-- Task item --
Could you transcribe the material below exactly, without leaving out a single line?

-- Material for the task --

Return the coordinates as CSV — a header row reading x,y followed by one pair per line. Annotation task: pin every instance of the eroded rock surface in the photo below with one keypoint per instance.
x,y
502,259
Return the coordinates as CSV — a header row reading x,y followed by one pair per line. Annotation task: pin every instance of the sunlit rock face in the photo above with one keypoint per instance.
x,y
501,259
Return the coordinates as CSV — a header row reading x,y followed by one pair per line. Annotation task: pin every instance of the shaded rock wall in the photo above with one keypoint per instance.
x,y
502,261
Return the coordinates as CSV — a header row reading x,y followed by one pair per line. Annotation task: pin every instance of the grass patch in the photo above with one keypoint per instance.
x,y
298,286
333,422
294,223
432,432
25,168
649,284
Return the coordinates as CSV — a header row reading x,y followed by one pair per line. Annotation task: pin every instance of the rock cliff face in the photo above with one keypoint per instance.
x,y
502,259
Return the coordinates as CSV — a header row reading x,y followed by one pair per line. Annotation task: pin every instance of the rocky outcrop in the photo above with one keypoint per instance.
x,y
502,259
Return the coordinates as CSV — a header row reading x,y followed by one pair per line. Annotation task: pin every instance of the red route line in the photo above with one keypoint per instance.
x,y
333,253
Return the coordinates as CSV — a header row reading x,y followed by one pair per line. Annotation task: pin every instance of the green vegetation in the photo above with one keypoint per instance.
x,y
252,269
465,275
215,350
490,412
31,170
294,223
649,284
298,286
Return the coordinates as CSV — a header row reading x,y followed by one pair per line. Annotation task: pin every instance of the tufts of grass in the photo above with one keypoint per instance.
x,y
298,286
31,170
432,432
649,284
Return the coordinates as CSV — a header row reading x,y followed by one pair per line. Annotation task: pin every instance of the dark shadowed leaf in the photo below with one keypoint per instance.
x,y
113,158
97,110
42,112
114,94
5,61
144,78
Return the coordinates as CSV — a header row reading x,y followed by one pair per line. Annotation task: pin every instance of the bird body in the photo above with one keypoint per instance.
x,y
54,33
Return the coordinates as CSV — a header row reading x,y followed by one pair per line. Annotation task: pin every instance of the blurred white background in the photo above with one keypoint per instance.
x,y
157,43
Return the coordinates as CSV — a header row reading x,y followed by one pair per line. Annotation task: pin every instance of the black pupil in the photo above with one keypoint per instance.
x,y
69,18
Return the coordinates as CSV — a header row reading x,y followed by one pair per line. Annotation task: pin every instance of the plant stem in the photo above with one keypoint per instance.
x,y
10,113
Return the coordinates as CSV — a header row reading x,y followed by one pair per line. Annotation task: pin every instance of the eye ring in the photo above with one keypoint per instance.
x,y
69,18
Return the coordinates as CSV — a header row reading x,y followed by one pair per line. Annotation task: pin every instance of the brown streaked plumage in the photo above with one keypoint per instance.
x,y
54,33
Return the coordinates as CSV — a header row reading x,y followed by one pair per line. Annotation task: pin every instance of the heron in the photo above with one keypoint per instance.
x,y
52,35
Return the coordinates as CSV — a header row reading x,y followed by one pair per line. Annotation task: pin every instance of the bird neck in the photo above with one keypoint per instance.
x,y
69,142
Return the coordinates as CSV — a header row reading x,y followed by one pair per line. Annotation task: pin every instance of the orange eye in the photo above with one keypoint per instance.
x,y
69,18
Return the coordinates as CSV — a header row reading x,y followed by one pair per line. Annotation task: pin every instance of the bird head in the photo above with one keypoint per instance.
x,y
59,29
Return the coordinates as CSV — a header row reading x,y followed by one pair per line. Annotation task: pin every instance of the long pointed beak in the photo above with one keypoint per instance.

-- Solution to the exercise --
Return the coordinates as CSV — a header row reading x,y followed by one pair per line. Annotation task: pin every instance of the eroded rock surface in the photo below with one keypoint per instance.
x,y
502,259
Return the coordinates as CSV — a header row reading x,y followed by one pair per line. Annotation task: pin every instance of the sunlit rock face in the photo above with one keypoint per instance.
x,y
501,259
Return the coordinates as CSV — a header row reading x,y followed by one pair per line. Annotation task: pin every instance of the shaded rock wall in the photo above with one keypoint per instance.
x,y
502,261
Return the coordinates as CSV — a header row reading x,y followed by one pair per line. Annotation task: pin every instance of the grass patch in the photo above with one keypoint per instance.
x,y
298,286
333,422
294,223
432,432
25,168
649,284
Return the coordinates as CSV — a header row reading x,y followed by one pair per line. Annotation task: pin every instance of the rock cliff face in the photo above with one keypoint per instance.
x,y
502,259
Return the coordinates as CSV — a header row reading x,y followed by one pair per line. Annotation task: pin every instance of the rocky outcrop in the photo above with one keypoint per instance.
x,y
502,259
Return the coordinates as CSV — a header row reading x,y followed by one pair per line. Annotation task: pin every instance of the red route line in the photo above with one keypoint per instance.
x,y
333,253
Return the coordinates as CSV — a header row reading x,y followed by one pair per line. Annotation task: pin every instance of the green vegetation in the photo above with one keypoint per instance.
x,y
252,269
465,275
215,350
490,412
31,170
294,223
649,284
298,286
Return the coordinates as CSV — a header row reading x,y followed by one pair per line. Annotation task: pin every instance of the tufts of grass in the photo above with one keypoint per instance.
x,y
298,286
31,170
432,432
649,284
Return the coordinates as CSV — a header row reading x,y followed by one pair per line. Annotation task: pin every instance of the dark shadowed leaf in the photo below with one keypoint per instance.
x,y
113,158
97,110
42,112
114,94
5,61
144,78
Return the coordinates as CSV — a header row reading x,y followed by one pair per line. Annotation task: pin every instance of the bird body in the photo above with one keypoint per instance.
x,y
54,33
Return the coordinates as CSV — a header row reading x,y followed by one pair per line. Annotation task: pin every instance of the blurred white background in the photo above with one keypoint per instance.
x,y
157,43
Return the coordinates as CSV — a header row reading x,y followed by one pair per line. Annotation task: pin every instance of the black pupil in the photo above with one keypoint per instance.
x,y
69,18
Return the coordinates as CSV — a header row reading x,y followed by one pair per line. Annotation task: pin every instance of the plant stem in the photo above with one keypoint per instance.
x,y
10,113
Return the coordinates as CSV — a header row reading x,y followed by one pair per line. Annotation task: pin every instance of the eye ring in the photo above with one keypoint per instance.
x,y
69,18
Return the coordinates as CSV — a header row reading x,y followed by one pair per line. Annotation task: pin every instance of the brown streaked plumage in the photo above with one keypoint per instance.
x,y
54,33
Return the coordinates as CSV — a header row reading x,y followed by one pair per line. Annotation task: pin every instance of the heron in the photo above with one keypoint per instance.
x,y
52,35
Return the coordinates as CSV — a header row reading x,y followed by one pair per line. Annotation task: pin every instance of the bird neck in the photo above with one keypoint per instance.
x,y
69,142
Return the coordinates as CSV — a header row reading x,y followed by one pair per line. Annotation task: pin every instance of the orange eye in the photo above with one keypoint per instance.
x,y
69,18
Return the coordinates as CSV — a header row reading x,y followed by one pair per line. Annotation task: pin every instance of the bird head in the photo above with one keypoint per instance.
x,y
59,29
Return the coordinates as CSV — a header row reading x,y followed by one pair per line. Annotation task: pin every instance of the long pointed beak in the photo above with one keypoint per instance.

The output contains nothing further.